## Extract
Looking at the records of the birds the station captured in its first two years of operation, in 1930 and 1931, reveals a very different Cape Cod than exists today. While the station captured loads of gray catbirds, song sparrows, and dark-eyed juncos, all of which remain abundant, it also captured a lot more grassland birds.
Grasshopper sparrows, for instance, are open-habitat sparrows that are rare on the Outer Cape today. Only one or two are reported each year. In 1931, the Austin Research Station captured 59. Vesper sparrows are a similar case; this bird of the dry grasslands appears only a handful of times on the Outer Cape each year. But between 1930 and 1931, the station captured 269. Its upland meadow hosted a substantial breeding population.
Northern bobwhite, a squat, reddish black-and-white-faced quail, also bred at the station during that time. These birds’ populations have risen and fallen over the last few centuries, but as recently as the late 1990s their namesake “bob-WHITE” calls could be heard up and down the Outer Cape, even in residential areas. Now, they are confined to pockets: Fort Hill in Eastham, Duck Harbor in Wellfleet, Race Point in Provincetown, and a handful of others.
It is hard to know precisely why Cape Cod’s grasslands vanished. The shift away from agriculture and the pressure of development likely played a role, as did fire suppression. Whatever the ultimate cocktail of causes, by the end of the 20th century there was hardly a speck of grassland left.
Eastern meadowlarks, too, were more common in the early days of the Austin Station — researchers captured nine in 1930, for instance. Today, we are lucky if that many show up across the entire Outer Cape in a year.
I don’t want to anthropomorphize a meadowlark, but I couldn’t help but wonder whether this bird had ended up on Great Island based on some ancestral knowledge. Perhaps its brain holds some hard-wired migratory route that told it this spot had some healthy grasslands that it could stop at during its migration south.
Then, when it arrived, all it found was pitch pines and salt marsh.
No grassland bird’s disappearance from these parts is as glaring as that of the heath hen, a subspecies of a Midwestern game bird called the greater prairie-chicken.

## Given data
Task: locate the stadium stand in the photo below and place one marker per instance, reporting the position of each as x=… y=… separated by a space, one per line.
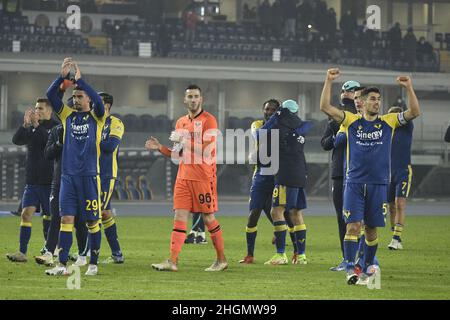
x=131 y=189
x=225 y=40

## Tasks to perform
1: Answer from the passage on Cape Cod's grassland birds:
(a) How many grasshopper sparrows did the Austin Research Station capture in 1931?
(b) Of which Midwestern game bird is the heath hen a subspecies?
(c) How many eastern meadowlarks did researchers capture in 1930?
2: Swap "pitch pines" for "scrub oaks" in the passage on Cape Cod's grassland birds, and write out everything from "I don’t want" down to "and salt marsh." with that change.
3: Carry on the passage on Cape Cod's grassland birds from its final sentence.
The data have no connection to the passage on Cape Cod's grassland birds.

## Task answers
1:
(a) 59
(b) The greater prairie-chicken
(c) Nine

2:
I don’t want to anthropomorphize a meadowlark, but I couldn’t help but wonder whether this bird had ended up on Great Island based on some ancestral knowledge. Perhaps its brain holds some hard-wired migratory route that told it this spot had some healthy grasslands that it could stop at during its migration south.
Then, when it arrived, all it found was scrub oaks and salt marsh.

3:
The males of this strange, grouse-like bird had two “bunny ear” tufts of feathers on their heads and dramatic orange air sacs on their necks. During their displays, they would hold out their wings, inflate their neck sacs, and emit low, whistled booms as they pattered their feet, dancing to impress potential mates.
Up until the 1600s, heath hens were common throughout the coastal lowlands of what is now the northeastern U.S., including Cape Cod. But they stood little chance against the arrival of the Europeans, who hunted them for food and likely cleared their habitat for farming. By 1870, they were extinct on the mainland. A small population persisted on Martha’s Vineyard, but these declined until the last bird, a male nicknamed “Booming Ben,” died in the spring of 1932.
No other animal like the heath hen exists in the eastern U.S. today. Sometimes, changes for birds are forever.
But not always.
Right across from Great Island, where that meadowlark briefly stopped, I could see a construction crane peeking above the pitch pines. Nearby, a collection of trucks sat along Chequessett Neck Road. This is the site of the first phase of the Herring River Restoration Project, a plan to return tidal flow to the namesake river, which was diked in 1909.
For over 100 years, this river has degraded: without its connection to the sea, freshwater vegetation took over and herring were blocked from using it as a migratory path as they had done for centuries. The restoration aims to undo this damage.
I haven’t been able to find any pre-1909 accounts of the birds of the Herring River, but I suspect the community was quite different than it is today. As the estuary reverts to its brackish state, it will be fascinating to see what birds will recolonize the river.